• Problem details:
An image-free, word-for-word version of the records below is to be returned.

• Point-per-instance localization data:
—————
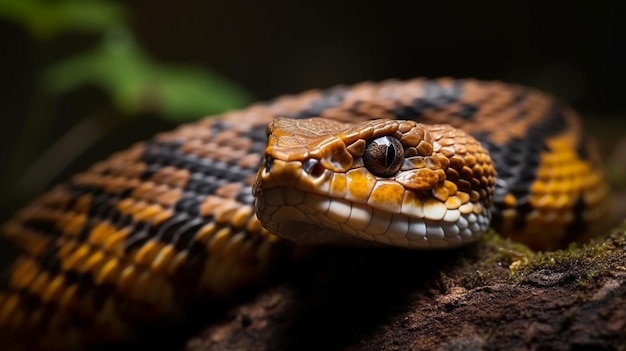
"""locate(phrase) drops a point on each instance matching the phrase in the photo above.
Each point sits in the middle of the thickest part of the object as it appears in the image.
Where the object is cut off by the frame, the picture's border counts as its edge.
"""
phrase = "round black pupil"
(391, 154)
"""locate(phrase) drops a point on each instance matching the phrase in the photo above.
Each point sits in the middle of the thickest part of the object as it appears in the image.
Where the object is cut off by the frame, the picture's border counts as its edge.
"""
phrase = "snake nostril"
(313, 167)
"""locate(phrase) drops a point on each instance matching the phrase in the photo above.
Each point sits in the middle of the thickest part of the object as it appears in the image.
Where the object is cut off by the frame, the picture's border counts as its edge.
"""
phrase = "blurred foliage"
(47, 19)
(134, 84)
(134, 80)
(137, 83)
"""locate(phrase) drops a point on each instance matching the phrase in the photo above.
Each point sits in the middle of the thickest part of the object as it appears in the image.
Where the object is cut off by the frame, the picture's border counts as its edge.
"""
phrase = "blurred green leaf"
(46, 19)
(136, 83)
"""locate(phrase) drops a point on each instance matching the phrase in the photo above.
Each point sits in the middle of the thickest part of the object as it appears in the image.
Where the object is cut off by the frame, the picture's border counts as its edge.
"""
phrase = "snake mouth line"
(309, 218)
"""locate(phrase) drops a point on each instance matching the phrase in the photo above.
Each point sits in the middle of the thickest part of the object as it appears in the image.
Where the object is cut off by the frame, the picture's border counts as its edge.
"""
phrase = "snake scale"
(141, 236)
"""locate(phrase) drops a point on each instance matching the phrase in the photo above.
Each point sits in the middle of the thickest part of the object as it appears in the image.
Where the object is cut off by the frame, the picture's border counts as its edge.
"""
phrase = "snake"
(214, 206)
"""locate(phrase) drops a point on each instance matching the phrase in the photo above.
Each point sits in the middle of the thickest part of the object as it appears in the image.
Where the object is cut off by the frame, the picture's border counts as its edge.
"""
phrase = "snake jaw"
(322, 191)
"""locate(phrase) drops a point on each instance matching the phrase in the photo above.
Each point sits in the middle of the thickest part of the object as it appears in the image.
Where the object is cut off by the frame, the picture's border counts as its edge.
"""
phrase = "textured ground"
(493, 295)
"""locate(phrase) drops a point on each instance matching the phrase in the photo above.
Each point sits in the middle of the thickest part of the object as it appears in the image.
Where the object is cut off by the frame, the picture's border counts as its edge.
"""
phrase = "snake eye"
(383, 156)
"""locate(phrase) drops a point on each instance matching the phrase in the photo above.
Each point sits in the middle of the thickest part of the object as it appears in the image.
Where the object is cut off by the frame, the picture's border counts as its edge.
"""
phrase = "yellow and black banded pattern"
(144, 234)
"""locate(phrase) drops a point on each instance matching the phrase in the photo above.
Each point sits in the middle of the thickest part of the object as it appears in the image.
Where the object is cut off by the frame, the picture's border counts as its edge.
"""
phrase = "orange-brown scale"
(131, 226)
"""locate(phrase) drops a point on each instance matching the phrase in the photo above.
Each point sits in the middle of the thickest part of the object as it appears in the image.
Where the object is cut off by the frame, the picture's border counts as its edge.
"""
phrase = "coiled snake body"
(141, 235)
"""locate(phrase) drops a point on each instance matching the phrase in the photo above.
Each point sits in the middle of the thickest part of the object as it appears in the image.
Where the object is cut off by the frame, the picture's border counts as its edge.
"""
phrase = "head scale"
(387, 181)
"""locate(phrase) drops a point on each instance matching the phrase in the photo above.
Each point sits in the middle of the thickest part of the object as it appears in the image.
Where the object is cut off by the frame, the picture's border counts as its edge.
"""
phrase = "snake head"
(393, 182)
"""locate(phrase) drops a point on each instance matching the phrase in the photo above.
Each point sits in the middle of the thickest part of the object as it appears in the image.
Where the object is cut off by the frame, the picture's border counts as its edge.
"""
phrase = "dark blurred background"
(79, 83)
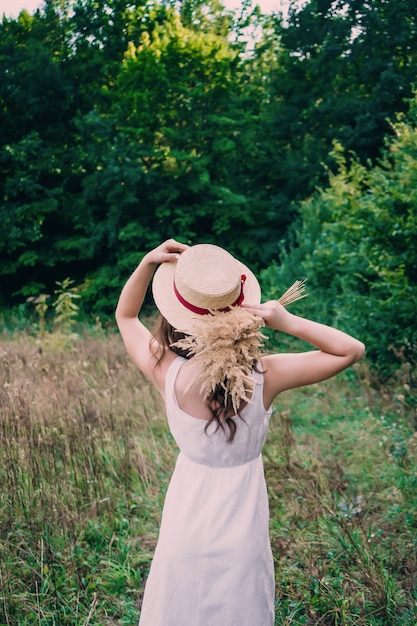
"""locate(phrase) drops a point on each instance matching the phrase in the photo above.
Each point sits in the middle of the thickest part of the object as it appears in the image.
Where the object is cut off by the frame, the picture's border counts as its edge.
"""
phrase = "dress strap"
(172, 372)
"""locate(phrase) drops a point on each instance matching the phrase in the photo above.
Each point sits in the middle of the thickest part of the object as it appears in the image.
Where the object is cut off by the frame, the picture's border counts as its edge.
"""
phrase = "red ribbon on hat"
(200, 311)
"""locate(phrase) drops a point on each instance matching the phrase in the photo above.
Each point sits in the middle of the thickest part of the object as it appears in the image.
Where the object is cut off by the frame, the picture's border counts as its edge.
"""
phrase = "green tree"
(356, 246)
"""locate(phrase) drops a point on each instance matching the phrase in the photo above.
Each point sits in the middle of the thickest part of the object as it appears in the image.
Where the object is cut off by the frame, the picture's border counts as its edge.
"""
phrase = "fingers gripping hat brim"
(204, 276)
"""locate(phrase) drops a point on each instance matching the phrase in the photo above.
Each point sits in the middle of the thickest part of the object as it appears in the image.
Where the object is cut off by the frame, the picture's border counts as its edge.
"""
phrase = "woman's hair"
(218, 402)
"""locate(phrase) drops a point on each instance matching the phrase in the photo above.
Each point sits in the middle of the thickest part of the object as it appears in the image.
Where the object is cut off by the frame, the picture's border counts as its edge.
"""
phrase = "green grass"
(86, 456)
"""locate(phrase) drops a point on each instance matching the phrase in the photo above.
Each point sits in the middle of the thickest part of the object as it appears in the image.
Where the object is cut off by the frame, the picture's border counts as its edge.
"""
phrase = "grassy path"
(85, 459)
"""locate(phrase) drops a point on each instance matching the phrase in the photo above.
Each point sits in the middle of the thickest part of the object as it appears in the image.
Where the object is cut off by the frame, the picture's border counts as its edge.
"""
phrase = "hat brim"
(176, 313)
—————
• Task response:
"""locate(phrase) drops a point on each instance matching the phrase in the photo above.
Each point sits in the middle of the thickest part of the object as it appears in the image.
Where the object is cut off by the frame, the picture's border counts as its edge.
"""
phrase = "round black pupil"
(391, 154)
"""locate(phrase) drops a point on each instance matching the phrase in the photo above.
Each point sits in the middle of the thickest part of the object as it appears in the image.
Where the object is cut off by the frame, the picture's border counts as its edge.
"""
phrase = "snake nostril"
(313, 167)
"""locate(phrase) drops a point on each instance matching the phrase in the photo above.
Each point sits in the middle of the thickest part of the object as it appears in the image.
Where the object is cut off by the frame, the picture's border counts as its edge.
"""
phrase = "blurred foliage"
(47, 19)
(134, 84)
(134, 80)
(137, 83)
"""locate(phrase) drops a point on each instance matching the phrase in the photo above.
Each point sits in the middle of the thickest part of the object as it appears in the image.
Where the object is cut off by the frame, the picture's border counts as its edge.
"""
phrase = "blurred green leaf"
(46, 19)
(136, 83)
"""locate(phrase) drops a point on each instance matching the phrase in the photo above.
Each point sits in the middle of the thickest part of the object as it appears in the image.
Where the object is cut off by the frame, the picture's border counts as its edge.
"""
phrase = "snake mouth line"
(309, 218)
"""locate(phrase) drops a point on each instance matching the phrase in the photo above.
Each point sits in the middle of the thickest part of the object as it appears in the image.
Where the object is cut off by the frame, the picture's border counts as its edge.
"""
phrase = "snake scale"
(141, 236)
"""locate(phrase) drops a point on each instance matching the phrase in the photo above.
Each point sits in the middle of the thickest part of the object as it appears in the image.
Where the object is cut off by the frame, the picture's border counts as its edge.
"""
phrase = "snake"
(214, 206)
"""locate(phrase) drops a point on each instance matching the phrase in the photo above.
Each point sits in the middle of the thickest part of the object as it appears in the image.
Where the object is cut off by the frame, the picture's border counts as its edge.
"""
phrase = "snake jaw"
(322, 191)
"""locate(phrase) drops a point on each instance matching the phrase in the photo above.
Each point sits in the middle of the thickest part of the object as it appears in the image.
Where the object is cut off by the frame, the picture's border counts as its edge.
"""
phrase = "textured ground"
(493, 295)
"""locate(phrase) drops a point on each instance matching the phrase in the photo above.
Each point sits in the middle of the thickest part of the object as it appears in the image.
Where the object is cut off by the frame, the picture's border counts as its edge.
"""
phrase = "snake eye"
(383, 156)
"""locate(phrase) drops a point on each instance matching the phrase in the photo above.
Each point sits in the middle of the thickest part of the object as it appears in the image.
Where the object is cut off by the frame, the picture's border counts as its edge.
"""
phrase = "yellow and black banded pattern"
(144, 234)
"""locate(phrase) drops a point on each instance matching the phrase in the photo above.
Each point sits in the middle of the thickest part of the object as it appears in the image.
Where the object is cut off by the frame, the picture's border counts as its edge.
"""
phrase = "orange-brown scale"
(131, 226)
"""locate(phrase) drops a point on each instance matching the phrase in the photo above.
Each point sits in the middle of the thickest part of the object as it appears in the image.
Where the object is cut off by the frame, the picture's border counts as its edge.
"""
phrase = "coiled snake body"
(141, 235)
"""locate(phrase) drops a point on each instance matching the phrase in the photo above.
Each point sits in the middle of the thickest part of the object as it appears in the image.
Where the object is cut off by the frame, the picture's border counts as its edge.
"""
phrase = "head scale"
(387, 181)
"""locate(phrase) drops a point on each instance matching the phrase in the photo above.
Each point sits in the middle of the thickest part of the object as it appears in the image.
Where the object is cut off by the frame, the picture's border counts as its edge.
"""
phrase = "snake head"
(393, 182)
"""locate(phrase) drops a point on each instance matching the phrase in the photo above.
Each point sits in the middle of the thickest part of the object as it appears in the image.
Where the object is cut off by the frame, the picture's border counts as its edge.
"""
phrase = "dark blurred background"
(79, 83)
"""locate(phrase) drops a point on each instance matching the phrase in the photo above.
Each point sits in the middle of the thickest part of the object as it appears in the image.
Where the object is cut off by the frame, the picture's border counts as its edge.
"""
phrase = "dress strap"
(172, 372)
"""locate(phrase) drops a point on each instance matching the phrase in the photo above.
Each point sits in the middle of the thickest part of the object as it appears in the image.
Where the object is cut off by the frame, the picture's border counts as its edge.
"""
phrase = "red ribbon on hat"
(200, 311)
"""locate(phrase) drops a point on each instance matching the phrase in the photo above.
Each point sits in the middle of the thickest part of the object as it appears in the image.
Where the object is cut off by the frame, the picture's border counts as its edge.
"""
phrase = "green tree"
(356, 246)
"""locate(phrase) drops a point on each instance matching the phrase in the photo above.
Each point sits in the middle of the thickest part of the object as it appears in the image.
Where the object is cut off by the frame, the picture's border counts as its edge.
"""
phrase = "fingers gripping hat brim"
(204, 276)
"""locate(phrase) drops a point on each instance matching the phrase in the photo above.
Each point sits in the middle of the thickest part of the object as it appears in the image.
Where the object is cut off by the frame, the picture's border counts as its edge.
"""
phrase = "woman's hair"
(218, 402)
"""locate(phrase) drops a point on each instance matching the phrase in the photo above.
Each point sits in the middle of the thickest part of the object as it appears in the image.
Where the object is cut off by the frame, the picture's border counts as its edge.
"""
phrase = "green grass"
(86, 456)
"""locate(phrase) drops a point on each instance matching the phrase in the photo above.
Each point sits in the middle of the thickest part of the object as it appears in the image.
Where the object is cut off by the frame, the picture's border counts as its edge.
"""
phrase = "grassy path"
(85, 459)
"""locate(phrase) drops a point on each instance matching the phrase in the photo above.
Each point sits in the middle of the thickest part of the object as it appears in the image.
Where the object is cut off by the frame, the picture's border counts as its edge.
"""
phrase = "hat brim"
(176, 313)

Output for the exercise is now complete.